**** Document section ****
Here we show that F. nucleatum was frequently detected in tumour samples, with 43% of patients in our screening cohort testing positive. This detection frequency falls in the middle of the range reported in previous studies (8.6%–87.1%) [11,15,23,37,49–51,54]. B. fragilis was detected in 24% of tumour samples, with 17% of tumours harbouring both F. nucleatum and B. fragilis. The optimal site for detection of both species was the tumour luminal surface (TLS), with both species detected at considerably lower frequencies within the tumour centre, at the invasive margin and within the tumour stroma. The higher rate of detection at the TLS likely reflects the presence of bacteria from the lumen of the bowel that have accumulated at the mucosal surface due to abnormal cell growth and compromised cellular architecture. The lack of concordance observed in one of five synchronous tumour pairs suggests that individual tumours may have their own microbial signature, rather than this being host-specific.
Consistent with most previous reports [7,8,12,13,15,16], we detected F. nucleatum at a higher frequency and relative abundance within tumour samples compared to matched normal epithelium. However, this was only true for the TLS. DNA extracted from material restricted to the tumour centre contained comparable levels of F. nucleatum DNA to that from the normal mucosa. This may explain the difference between our TLS findings and those of Bundgaard-Nielsen et al, who detected F. nucleatum at a comparable frequency and level in tumour and matched normal tissue using DNA isolated from whole tissue sections [11], where they were more likely targeting the tumour centre region. Our tissue targeting strategy allowed us to be very specific about the region and morphology sampled. We found no difference in frequency of B. fragilis detection between tumour and normal tissue. This likely reflects a relatively weaker association between B. fragilis and CRC, which is again consistent with the current literature, with some studies reporting a positive association and others no difference, or a relative decrease in Bacteroides abundance in CRC [9,11,13,14]. A clear boundary of morphologically normal cells was present between the tumour and the area targeted as adjacent normal epithelium in this study as we were targeting very small specific regions within the larger paraffin block. Nonetheless, this region may have contained a very small proportion of malignant cells. The presence of incident tumour cells, however, would have made a minimal contribution to the extracted DNA and is therefore unlikely to have significantly impacted the results.
**** Dataset extract ****
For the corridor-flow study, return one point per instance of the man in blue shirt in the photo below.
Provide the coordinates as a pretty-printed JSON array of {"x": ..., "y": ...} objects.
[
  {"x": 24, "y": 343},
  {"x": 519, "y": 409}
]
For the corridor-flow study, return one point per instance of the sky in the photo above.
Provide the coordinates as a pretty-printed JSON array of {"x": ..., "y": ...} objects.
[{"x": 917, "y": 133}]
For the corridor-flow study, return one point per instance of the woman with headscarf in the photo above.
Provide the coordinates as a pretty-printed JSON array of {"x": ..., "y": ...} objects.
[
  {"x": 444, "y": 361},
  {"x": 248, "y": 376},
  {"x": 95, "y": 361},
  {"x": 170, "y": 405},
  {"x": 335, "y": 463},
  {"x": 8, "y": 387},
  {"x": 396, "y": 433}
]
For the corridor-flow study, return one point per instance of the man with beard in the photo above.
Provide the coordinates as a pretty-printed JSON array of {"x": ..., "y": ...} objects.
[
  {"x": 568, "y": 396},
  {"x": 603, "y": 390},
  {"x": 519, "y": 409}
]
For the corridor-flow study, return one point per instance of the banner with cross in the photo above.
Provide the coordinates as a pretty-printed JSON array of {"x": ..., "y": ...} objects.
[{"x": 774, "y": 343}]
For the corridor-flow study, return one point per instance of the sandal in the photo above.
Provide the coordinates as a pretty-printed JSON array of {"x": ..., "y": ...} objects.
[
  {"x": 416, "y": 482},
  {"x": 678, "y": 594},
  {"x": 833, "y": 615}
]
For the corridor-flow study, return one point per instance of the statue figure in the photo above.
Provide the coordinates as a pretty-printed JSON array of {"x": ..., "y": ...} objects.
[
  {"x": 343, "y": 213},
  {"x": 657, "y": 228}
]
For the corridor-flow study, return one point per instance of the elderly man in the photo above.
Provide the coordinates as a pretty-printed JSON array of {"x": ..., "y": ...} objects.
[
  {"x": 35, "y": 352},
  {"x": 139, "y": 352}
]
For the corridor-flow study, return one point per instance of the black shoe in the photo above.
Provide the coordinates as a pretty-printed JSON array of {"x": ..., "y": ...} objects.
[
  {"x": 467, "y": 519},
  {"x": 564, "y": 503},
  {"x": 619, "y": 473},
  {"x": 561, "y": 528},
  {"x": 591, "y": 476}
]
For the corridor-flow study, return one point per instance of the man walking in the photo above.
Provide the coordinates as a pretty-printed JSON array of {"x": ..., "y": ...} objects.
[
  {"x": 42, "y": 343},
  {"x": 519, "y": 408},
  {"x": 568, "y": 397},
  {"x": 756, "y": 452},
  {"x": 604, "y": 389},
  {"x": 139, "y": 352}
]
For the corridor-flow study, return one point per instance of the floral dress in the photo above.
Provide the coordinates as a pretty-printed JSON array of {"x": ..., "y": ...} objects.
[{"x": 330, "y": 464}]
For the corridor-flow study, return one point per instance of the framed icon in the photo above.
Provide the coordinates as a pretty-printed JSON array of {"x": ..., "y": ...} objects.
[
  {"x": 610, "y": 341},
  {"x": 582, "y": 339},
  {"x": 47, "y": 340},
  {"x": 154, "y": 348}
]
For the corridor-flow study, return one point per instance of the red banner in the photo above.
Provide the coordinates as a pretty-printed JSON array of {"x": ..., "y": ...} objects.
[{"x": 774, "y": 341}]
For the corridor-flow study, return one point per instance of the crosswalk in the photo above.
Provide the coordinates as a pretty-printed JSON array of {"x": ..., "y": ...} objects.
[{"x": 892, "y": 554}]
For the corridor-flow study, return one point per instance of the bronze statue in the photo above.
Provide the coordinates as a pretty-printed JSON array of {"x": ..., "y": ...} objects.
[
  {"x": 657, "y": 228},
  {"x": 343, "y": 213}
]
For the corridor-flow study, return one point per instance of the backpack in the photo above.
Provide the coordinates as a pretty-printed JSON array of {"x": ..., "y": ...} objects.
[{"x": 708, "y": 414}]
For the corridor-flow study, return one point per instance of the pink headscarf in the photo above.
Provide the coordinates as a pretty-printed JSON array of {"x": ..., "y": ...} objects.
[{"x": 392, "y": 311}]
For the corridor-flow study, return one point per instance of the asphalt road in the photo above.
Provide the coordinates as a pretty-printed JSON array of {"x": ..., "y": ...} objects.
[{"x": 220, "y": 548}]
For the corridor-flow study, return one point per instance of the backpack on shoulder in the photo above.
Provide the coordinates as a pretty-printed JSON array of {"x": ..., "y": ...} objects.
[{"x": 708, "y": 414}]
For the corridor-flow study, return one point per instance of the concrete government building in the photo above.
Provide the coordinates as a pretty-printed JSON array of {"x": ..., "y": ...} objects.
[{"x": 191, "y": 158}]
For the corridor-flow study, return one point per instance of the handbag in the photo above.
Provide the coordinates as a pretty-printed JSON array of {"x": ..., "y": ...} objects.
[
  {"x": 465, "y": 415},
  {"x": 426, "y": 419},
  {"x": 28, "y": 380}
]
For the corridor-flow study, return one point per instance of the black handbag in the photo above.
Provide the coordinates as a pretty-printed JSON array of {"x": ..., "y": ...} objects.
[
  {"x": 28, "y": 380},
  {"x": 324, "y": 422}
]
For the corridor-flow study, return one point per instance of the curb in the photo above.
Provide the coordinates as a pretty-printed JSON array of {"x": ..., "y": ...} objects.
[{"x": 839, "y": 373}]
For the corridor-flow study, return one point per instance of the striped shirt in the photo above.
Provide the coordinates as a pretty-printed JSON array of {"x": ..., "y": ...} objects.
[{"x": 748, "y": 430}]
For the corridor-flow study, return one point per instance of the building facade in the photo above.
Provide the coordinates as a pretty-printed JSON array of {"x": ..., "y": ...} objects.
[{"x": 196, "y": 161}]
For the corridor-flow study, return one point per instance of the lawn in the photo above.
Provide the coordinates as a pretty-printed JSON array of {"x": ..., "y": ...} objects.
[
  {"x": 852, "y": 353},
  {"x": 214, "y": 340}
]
****
# [Required action]
Answer these about the text on bacteria in tumor samples:
1. What percentage of patients in the screening cohort tested positive for F. nucleatum?
2. Which tumor site was the best for detecting both species?
3. How did the frequency of B. fragilis detection compare between tumor and normal tissue?
The rows were drawn from a different source than the text.

# [Solution]
1. 43%
2. The tumor luminal surface (TLS)
3. There was no difference.